**DOCUMENT EXTRACT**
•••••

We downloaded gene expression data from three different transcriptome datasets from the Gene Expression Omnibus (GEO) database¹⁵where mothers have been diagnosed with gestational diabetes, i.e., GSE87295, GSE103552, and GSE70493, along with the normal counterparts. To get the differentially expressed genes (DEGs) from the above datasets, we used the ‘DESeq2‘¹⁶ and ‘limma‘¹⁷ tools. In the case of GSE103552, we directly used the results provided by the authors. As the datasets were obtained from different sequencing platforms, we processed the datasets using the raw reads to obtain the DEGs. This approach allows for ensuring statistical robustness and eliminating any batch effects. We further selected up- and downregulated genes based on LogFC values ( > = 0.5) in the case of GSE87295 and GSE103552. In the case of GSE70493, LogFC values considered were > = 0.1 due to the lower range of LogFC throughout the data. Next, we took the union of all the up- and downregulated genes for further analyses.

Gene enrichment analyses

We did gene enrichment analyses to obtain enriched biological processes, cellular components, and molecular functions associated with the up- and downregulated genes. We used the “clusterProfiler 4.0”¹⁸ R package for the analyses. First, we used the ‘enrichGO’ function to characterize the processes, ‘org.Hs.eg.db’ as the human database, minGSSize (minimum gene size) as 10, and maxGSSize (maximum gene size) as 500. Next, we removed the redundant terms using the ‘simplify’ function with a cutoff value of 0.8, ‘p.adjust’ as a statistical measure, ‘min’ as select_fun, and “Wang” as a measure. We used Enrichr integrated Kyoto Encyclopedia of Genes and Genomes’ (KEGG) module to perform the KEGG pathway^19,20,21 and disease ontology analysis associated with the up- and down-regulated genes.

•••••

**PROVIDED RECORDS**
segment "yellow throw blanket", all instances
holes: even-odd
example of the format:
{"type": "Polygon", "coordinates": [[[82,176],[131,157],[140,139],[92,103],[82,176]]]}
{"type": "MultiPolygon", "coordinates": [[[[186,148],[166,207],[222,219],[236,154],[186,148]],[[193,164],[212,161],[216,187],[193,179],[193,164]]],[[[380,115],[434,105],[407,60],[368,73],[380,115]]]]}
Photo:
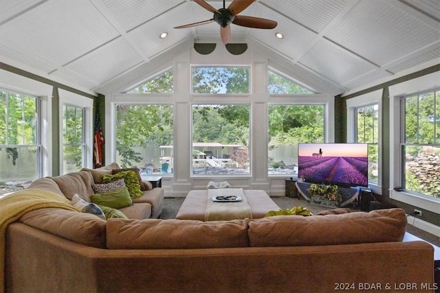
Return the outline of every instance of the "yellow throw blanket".
{"type": "Polygon", "coordinates": [[[208,204],[205,221],[221,221],[234,219],[252,219],[252,212],[242,188],[208,189],[208,204]],[[214,202],[213,196],[235,196],[241,197],[240,202],[214,202]]]}
{"type": "Polygon", "coordinates": [[[79,211],[68,199],[45,190],[24,189],[0,198],[0,292],[5,291],[5,249],[8,225],[30,211],[47,207],[79,211]]]}

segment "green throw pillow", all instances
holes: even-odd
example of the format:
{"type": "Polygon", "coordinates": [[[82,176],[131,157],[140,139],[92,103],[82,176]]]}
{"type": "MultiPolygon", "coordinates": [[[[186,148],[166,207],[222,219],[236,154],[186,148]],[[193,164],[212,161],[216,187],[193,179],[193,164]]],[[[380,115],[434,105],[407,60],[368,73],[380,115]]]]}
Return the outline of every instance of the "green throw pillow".
{"type": "Polygon", "coordinates": [[[120,219],[129,220],[126,215],[124,215],[124,213],[122,211],[118,211],[116,209],[112,209],[111,207],[104,207],[103,205],[98,205],[98,206],[100,207],[102,211],[104,212],[106,220],[108,220],[111,218],[119,218],[120,219]]]}
{"type": "Polygon", "coordinates": [[[93,203],[113,209],[120,209],[133,205],[133,201],[126,187],[122,187],[107,194],[92,194],[90,198],[93,203]]]}
{"type": "Polygon", "coordinates": [[[140,184],[134,171],[124,171],[116,173],[114,175],[102,175],[102,182],[104,183],[110,183],[119,179],[124,179],[124,181],[125,181],[125,185],[129,189],[129,194],[130,194],[131,198],[142,196],[144,194],[140,190],[140,184]]]}

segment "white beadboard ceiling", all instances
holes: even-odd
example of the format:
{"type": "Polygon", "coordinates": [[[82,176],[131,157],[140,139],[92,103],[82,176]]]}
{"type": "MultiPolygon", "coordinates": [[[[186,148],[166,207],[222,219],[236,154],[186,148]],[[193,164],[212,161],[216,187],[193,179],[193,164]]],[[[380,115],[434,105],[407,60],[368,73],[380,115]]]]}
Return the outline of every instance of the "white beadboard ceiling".
{"type": "MultiPolygon", "coordinates": [[[[440,63],[439,0],[256,0],[240,14],[278,25],[232,25],[232,43],[253,44],[331,93],[440,63]]],[[[219,39],[214,23],[173,28],[212,17],[191,0],[0,0],[0,61],[100,92],[162,54],[179,54],[188,40],[219,39]]]]}

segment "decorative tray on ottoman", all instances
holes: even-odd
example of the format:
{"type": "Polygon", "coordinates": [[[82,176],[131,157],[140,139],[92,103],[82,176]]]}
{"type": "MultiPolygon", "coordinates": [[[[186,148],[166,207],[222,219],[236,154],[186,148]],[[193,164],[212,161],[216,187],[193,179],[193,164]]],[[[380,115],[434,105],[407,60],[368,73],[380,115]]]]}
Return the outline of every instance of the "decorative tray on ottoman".
{"type": "Polygon", "coordinates": [[[212,196],[212,200],[214,201],[214,202],[241,202],[241,196],[212,196]]]}

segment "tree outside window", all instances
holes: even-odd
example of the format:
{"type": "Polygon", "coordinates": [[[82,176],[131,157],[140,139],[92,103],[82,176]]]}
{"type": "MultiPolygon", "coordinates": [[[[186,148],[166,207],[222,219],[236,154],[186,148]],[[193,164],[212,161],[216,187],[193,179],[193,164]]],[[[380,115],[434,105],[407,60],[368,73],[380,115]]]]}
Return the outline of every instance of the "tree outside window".
{"type": "Polygon", "coordinates": [[[248,175],[249,104],[192,106],[192,174],[248,175]]]}
{"type": "Polygon", "coordinates": [[[116,108],[116,162],[144,173],[172,174],[173,106],[117,104],[116,108]]]}
{"type": "Polygon", "coordinates": [[[405,97],[402,183],[406,190],[440,198],[440,91],[405,97]]]}
{"type": "Polygon", "coordinates": [[[355,109],[357,143],[368,144],[368,181],[377,185],[379,178],[379,105],[355,109]]]}
{"type": "Polygon", "coordinates": [[[79,171],[84,165],[84,116],[82,108],[63,106],[63,174],[79,171]]]}
{"type": "Polygon", "coordinates": [[[0,89],[0,185],[39,177],[38,99],[0,89]]]}
{"type": "Polygon", "coordinates": [[[324,105],[270,105],[269,174],[298,176],[298,143],[324,142],[324,105]]]}

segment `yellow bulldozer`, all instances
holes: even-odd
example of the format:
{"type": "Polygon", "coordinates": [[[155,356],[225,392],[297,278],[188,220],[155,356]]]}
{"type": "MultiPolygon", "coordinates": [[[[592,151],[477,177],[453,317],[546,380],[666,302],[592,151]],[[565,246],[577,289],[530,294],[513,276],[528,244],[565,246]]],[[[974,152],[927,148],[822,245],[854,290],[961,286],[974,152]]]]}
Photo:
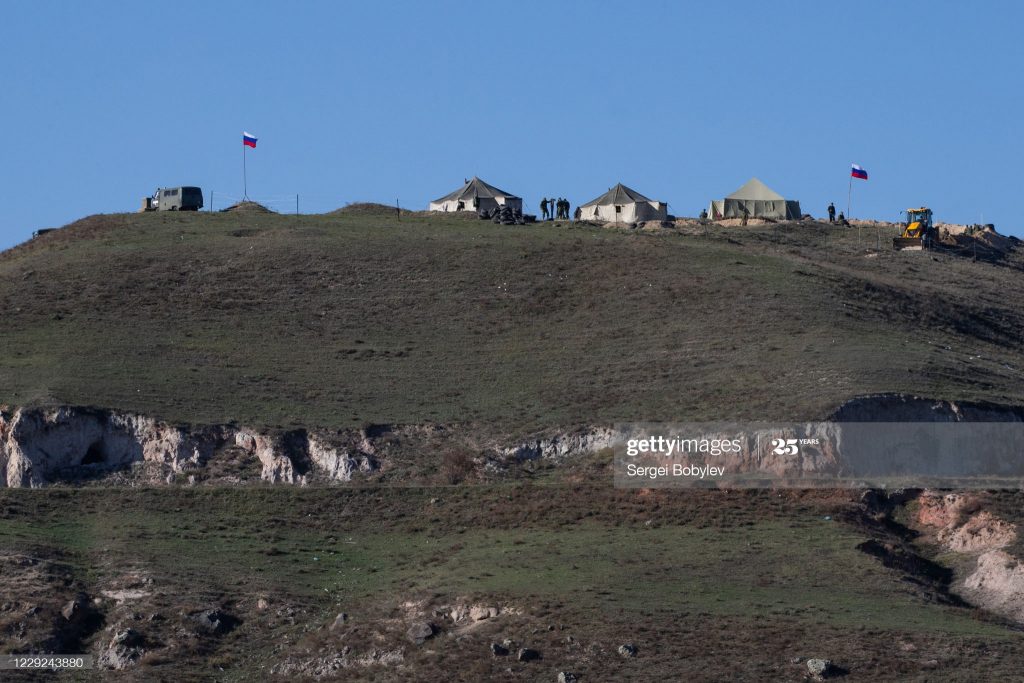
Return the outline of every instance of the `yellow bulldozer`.
{"type": "Polygon", "coordinates": [[[935,243],[935,224],[932,210],[922,207],[906,210],[906,222],[898,238],[893,238],[893,249],[897,251],[922,251],[935,243]]]}

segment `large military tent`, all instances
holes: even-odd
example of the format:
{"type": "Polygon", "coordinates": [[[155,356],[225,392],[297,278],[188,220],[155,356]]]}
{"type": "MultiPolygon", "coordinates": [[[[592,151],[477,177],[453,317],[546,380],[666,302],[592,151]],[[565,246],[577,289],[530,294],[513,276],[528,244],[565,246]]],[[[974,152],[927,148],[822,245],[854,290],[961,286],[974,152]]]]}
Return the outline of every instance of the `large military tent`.
{"type": "Polygon", "coordinates": [[[642,220],[665,220],[668,216],[668,204],[649,200],[621,182],[596,200],[580,207],[580,217],[584,220],[636,223],[642,220]]]}
{"type": "Polygon", "coordinates": [[[431,211],[490,211],[500,206],[522,211],[522,199],[473,176],[459,189],[430,203],[431,211]]]}
{"type": "Polygon", "coordinates": [[[713,220],[720,218],[772,218],[774,220],[800,220],[800,202],[787,200],[761,182],[751,178],[746,184],[724,200],[712,200],[708,215],[713,220]]]}

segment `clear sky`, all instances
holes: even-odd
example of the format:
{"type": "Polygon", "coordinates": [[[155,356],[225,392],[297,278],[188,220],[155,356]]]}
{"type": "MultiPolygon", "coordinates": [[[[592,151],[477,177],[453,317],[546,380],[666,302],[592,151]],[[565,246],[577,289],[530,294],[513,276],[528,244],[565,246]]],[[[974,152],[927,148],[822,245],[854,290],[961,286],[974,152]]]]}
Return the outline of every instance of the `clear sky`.
{"type": "Polygon", "coordinates": [[[426,208],[479,175],[538,211],[622,181],[677,215],[758,176],[805,212],[1024,236],[1024,3],[4,3],[0,248],[133,211],[426,208]],[[290,199],[291,198],[291,199],[290,199]]]}

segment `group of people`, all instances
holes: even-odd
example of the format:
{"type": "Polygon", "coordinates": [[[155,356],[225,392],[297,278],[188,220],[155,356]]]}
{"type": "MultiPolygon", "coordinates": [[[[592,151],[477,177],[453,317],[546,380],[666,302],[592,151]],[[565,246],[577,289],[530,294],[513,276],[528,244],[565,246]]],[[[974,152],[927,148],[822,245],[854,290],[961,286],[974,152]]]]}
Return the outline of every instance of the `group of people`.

•••••

**DIRECTIONS**
A - Reproduce the gene expression methods text from "We did gene" up to and including "and down-regulated genes.".
B - Answer these questions using the gene expression methods text:
(i) Which LogFC threshold was applied to the GSE70493 dataset?
(ii) Which R package was used for the gene enrichment analyses?
(iii) What cutoff value was used with the 'simplify' function?

**RESULTS FOR THE EXERCISE**
A -
We did gene enrichment analyses to obtain enriched biological processes, cellular components, and molecular functions associated with the up- and downregulated genes. We used the “clusterProfiler 4.0”¹⁸ R package for the analyses. First, we used the ‘enrichGO’ function to characterize the processes, ‘org.Hs.eg.db’ as the human database, minGSSize (minimum gene size) as 10, and maxGSSize (maximum gene size) as 500. Next, we removed the redundant terms using the ‘simplify’ function with a cutoff value of 0.8, ‘p.adjust’ as a statistical measure, ‘min’ as select_fun, and “Wang” as a measure. We used Enrichr integrated Kyoto Encyclopedia of Genes and Genomes’ (KEGG) module to perform the KEGG pathway^19,20,21 and disease ontology analysis associated with the up- and down-regulated genes.

B -
(i) A LogFC threshold of >= 0.1 was applied.
(ii) The "clusterProfiler 4.0" R package was used.
(iii) A cutoff value of 0.8 was used.